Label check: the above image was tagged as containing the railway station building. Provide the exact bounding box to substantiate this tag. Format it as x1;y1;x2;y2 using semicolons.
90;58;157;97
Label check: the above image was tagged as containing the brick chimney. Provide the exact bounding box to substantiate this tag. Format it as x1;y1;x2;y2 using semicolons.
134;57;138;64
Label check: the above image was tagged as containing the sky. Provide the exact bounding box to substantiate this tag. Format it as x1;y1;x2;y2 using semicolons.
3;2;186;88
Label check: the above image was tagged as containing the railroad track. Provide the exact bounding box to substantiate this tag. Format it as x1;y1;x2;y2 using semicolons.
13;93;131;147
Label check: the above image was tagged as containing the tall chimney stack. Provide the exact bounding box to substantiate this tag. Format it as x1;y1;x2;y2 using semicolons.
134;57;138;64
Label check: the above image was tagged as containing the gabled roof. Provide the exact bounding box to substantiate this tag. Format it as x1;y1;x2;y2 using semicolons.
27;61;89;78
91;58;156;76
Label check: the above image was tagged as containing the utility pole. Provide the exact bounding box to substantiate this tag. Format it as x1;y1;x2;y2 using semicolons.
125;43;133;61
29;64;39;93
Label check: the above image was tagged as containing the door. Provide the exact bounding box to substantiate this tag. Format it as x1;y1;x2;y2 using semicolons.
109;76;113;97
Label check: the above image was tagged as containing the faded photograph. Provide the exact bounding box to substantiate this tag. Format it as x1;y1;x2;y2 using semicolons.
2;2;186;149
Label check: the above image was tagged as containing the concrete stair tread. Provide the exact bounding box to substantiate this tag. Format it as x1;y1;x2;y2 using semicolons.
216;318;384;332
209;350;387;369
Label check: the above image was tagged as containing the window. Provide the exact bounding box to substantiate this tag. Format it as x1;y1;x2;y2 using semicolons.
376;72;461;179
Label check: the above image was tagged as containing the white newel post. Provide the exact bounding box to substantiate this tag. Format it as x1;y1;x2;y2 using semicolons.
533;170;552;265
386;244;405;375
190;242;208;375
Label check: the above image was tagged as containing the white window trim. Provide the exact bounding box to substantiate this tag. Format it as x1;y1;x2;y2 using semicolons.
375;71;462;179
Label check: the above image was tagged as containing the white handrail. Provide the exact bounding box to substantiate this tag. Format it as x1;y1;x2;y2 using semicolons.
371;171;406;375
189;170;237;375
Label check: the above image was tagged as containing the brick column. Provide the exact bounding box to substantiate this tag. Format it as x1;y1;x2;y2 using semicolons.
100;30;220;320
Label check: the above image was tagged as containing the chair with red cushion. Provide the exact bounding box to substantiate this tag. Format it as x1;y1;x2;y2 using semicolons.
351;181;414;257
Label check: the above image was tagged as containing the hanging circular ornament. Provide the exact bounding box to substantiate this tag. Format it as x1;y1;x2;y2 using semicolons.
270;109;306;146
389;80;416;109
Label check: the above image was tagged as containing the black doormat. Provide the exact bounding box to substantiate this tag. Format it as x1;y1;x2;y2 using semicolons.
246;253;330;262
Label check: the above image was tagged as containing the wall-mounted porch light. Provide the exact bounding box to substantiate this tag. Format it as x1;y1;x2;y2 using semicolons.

**What is needed**
Repeat the entries above verbatim.

**Solution**
Label check: the above image was tagged as containing the railway station building. Provide the exact bounding box to substantiate this tag. Format it as x1;y1;x2;y2 using semicolons.
90;58;157;97
Label check: the above image was tagged as containing the brick chimney. Provide the exact bounding box to substantiate this tag. Format it as x1;y1;x2;y2 using semicolons.
134;57;138;64
Label check: the above image was tagged as containing the sky. Provide the exact bounding box to substantiate this tag. Format it as x1;y1;x2;y2 using semicolons.
3;2;186;88
Label check: the above image was tagged as containing the railroad track. Provide the exact bounding box to substantiate this tag. Format it as x1;y1;x2;y2 using semicolons.
13;93;131;147
Label check: the above image was tagged as containing the tall chimney stack. Provide the exact bounding box to substantiate this tag. Format it as x1;y1;x2;y2 using semicolons.
134;57;138;64
Label check: the above image was tagged as containing the gabled roof. Provide the exact bounding box to substantiate this tag. Format it as x1;y1;x2;y2 using semicolons.
27;61;89;78
91;58;156;76
Label check: the above image was tagged as containing the utility pole. Provide the exact bounding box to substantiate this tag. Format it as x1;y1;x2;y2 using semicolons.
125;43;133;61
29;64;39;93
Label check: the above image was tagged as containing the door. Provide the exact bounding box to substantiate this tag. Format it as x1;y1;x2;y2 using semicolons.
109;76;113;97
Label check: the above image was tagged as containing the faded photograph. Provide the exact bounding box to substantiate this tag. Format it as x1;y1;x2;y2 using semicolons.
2;2;186;149
Label check: the above image was tagged as containing the concrete stair tread. Provide the exact bounding box to substantiate this tag. Format it as x1;y1;x2;y2 using semicolons.
216;318;384;332
209;350;387;369
Label check: the above image was tagged as containing the window. Provide the exact bounding box to substantiate this tag. Format it as x1;y1;x2;y2 using semicolons.
376;72;461;179
Label check: the above image was tagged as containing the white newel post. Provide the exact bounding box to substantiate this tag. Format it as x1;y1;x2;y2 using semicolons.
533;170;552;265
386;244;405;375
190;242;208;375
Label check: the above image was tagged as containing the white window trim. Provide the exact bounding box to substantiate this tag. Format it as x1;y1;x2;y2 using semicolons.
375;71;462;179
Label check: the above image was tagged as containing the white handrail. Provide the exact bounding box to substantiate this tag. Format it as x1;y1;x2;y2 using semicolons.
371;171;406;375
189;170;237;375
Label check: the above image was tagged as containing the brick column. Provide the exact bounding box to substantiate this tag. Format it as x1;y1;x2;y2 using semicolons.
100;30;220;320
Label check: the above image was tagged as containing the chair with red cushion. Provide the exact bounding box to substantiate this tag. Format it as x1;y1;x2;y2 using semicolons.
351;181;414;257
Label check: the above image was tagged as containing the hanging circular ornament. Provide the exact bounding box to substantiate this tag. Format it as x1;y1;x2;y2 using semicolons.
270;109;306;146
389;80;416;109
Label check: the above image was tagged as containing the black doormat. Provide the exact bounding box to substantiate this tag. Format it as x1;y1;x2;y2 using semicolons.
246;253;330;262
Label check: the above image was tagged as containing the wall-mounted porch light. Provide the exact bounding box to substantiate this tag. Format it as x1;y1;x2;y2 using semicolons.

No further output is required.